■ **Task**:
Please answer these questions about the McAfee Endpoint Security article:
(a) Which version of McAfee Endpoint Security are the configurations based on?
(b) What does the article say about how default policies in McAfee ePO affect Netskope Client traffic?
(c) Which ports must be enabled and allowed in the McAfee Security Firewall rules when creating a new policy?

■ **Selected excerpt**:
[Start of Attachment]

McAfee Endpoint Security
McAfee Endpoint (ePO) Security offers various endpoint security solutions to managed devices. This article provides best practices recommendations to ensure smooth interoperability of Netskope Client and McAfee Endpoint Security installed in a managed device.
Recommended Reading
We recommend that you read these articles to gain a better understanding of how Client works and its interoperability with 3rd party apps.
Environment
This best practices and configurations are based on the following product versions.
McAfee Endpoint Security: 10.7
Netskope Client 92.1.0
Microsoft Windows 10
Interoperability Configuration Requirements
We recommend the following configuration requirement to ensure Netskope Client is able to steer traffic to Netskope cloud and also allow McAfee to process their traffic without any conflicts.
Configurations in McAfee ePO Console
Default policies in McAfee ePO does not introduce restrictions on Netskope Client traffic. However, when creating a new policy ensure that the ports 80 and 443 are enabled and allowed in the McAfee Security Firewall rules.

[End of Attachment]

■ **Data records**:
[Start of Attachment]

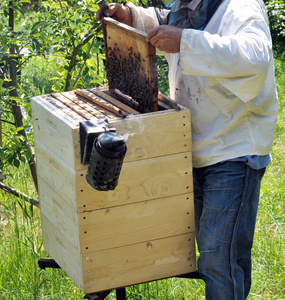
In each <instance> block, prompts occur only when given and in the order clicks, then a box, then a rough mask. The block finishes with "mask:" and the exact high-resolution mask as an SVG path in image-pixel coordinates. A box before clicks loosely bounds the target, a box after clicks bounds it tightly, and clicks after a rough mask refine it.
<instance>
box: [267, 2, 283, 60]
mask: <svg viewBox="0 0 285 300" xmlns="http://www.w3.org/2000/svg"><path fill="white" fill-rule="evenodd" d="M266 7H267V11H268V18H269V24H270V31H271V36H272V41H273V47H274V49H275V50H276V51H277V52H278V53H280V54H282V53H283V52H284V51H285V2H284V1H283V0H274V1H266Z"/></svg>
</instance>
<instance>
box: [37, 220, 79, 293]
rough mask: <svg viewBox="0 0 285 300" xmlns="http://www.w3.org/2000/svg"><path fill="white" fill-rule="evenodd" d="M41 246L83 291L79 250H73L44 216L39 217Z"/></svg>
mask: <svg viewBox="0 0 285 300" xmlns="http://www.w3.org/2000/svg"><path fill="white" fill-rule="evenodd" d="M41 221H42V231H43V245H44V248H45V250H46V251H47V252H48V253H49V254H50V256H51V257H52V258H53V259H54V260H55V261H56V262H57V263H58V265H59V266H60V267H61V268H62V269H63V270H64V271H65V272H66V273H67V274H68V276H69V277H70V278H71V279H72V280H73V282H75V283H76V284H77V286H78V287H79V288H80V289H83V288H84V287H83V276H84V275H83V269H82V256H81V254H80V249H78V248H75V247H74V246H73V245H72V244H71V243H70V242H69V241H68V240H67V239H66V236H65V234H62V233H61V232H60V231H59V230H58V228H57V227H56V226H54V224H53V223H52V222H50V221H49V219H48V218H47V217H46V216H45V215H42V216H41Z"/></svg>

[End of Attachment]

■ **Output for this exercise**:
(a) Version 10.7.
(b) They do not introduce restrictions on Netskope Client traffic.
(c) Ports 80 and 443.